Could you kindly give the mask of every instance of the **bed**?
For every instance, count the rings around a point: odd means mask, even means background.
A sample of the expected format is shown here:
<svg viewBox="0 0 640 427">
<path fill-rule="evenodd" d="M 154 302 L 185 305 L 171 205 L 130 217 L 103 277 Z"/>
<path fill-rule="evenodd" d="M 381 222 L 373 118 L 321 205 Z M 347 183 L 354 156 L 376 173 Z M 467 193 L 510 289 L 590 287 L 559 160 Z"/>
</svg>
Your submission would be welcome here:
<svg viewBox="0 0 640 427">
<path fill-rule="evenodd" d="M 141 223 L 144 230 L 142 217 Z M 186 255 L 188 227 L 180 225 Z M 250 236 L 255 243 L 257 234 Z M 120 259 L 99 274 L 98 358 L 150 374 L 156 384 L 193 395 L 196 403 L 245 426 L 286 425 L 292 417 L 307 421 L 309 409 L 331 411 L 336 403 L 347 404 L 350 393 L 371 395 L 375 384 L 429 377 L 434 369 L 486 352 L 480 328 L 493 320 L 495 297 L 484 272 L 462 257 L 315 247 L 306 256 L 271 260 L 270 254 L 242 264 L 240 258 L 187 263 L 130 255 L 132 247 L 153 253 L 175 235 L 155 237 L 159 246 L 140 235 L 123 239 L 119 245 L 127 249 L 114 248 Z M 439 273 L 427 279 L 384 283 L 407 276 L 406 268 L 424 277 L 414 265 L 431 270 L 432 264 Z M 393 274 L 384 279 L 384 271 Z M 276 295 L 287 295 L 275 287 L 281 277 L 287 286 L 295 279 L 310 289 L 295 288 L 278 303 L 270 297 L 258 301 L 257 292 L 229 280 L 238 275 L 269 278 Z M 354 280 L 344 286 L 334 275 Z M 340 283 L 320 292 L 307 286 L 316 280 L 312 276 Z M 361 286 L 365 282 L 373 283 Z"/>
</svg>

◆ Given instruction
Please state how many lines in the rows above contain the string "here". Reply with the number only.

◆ Written solution
2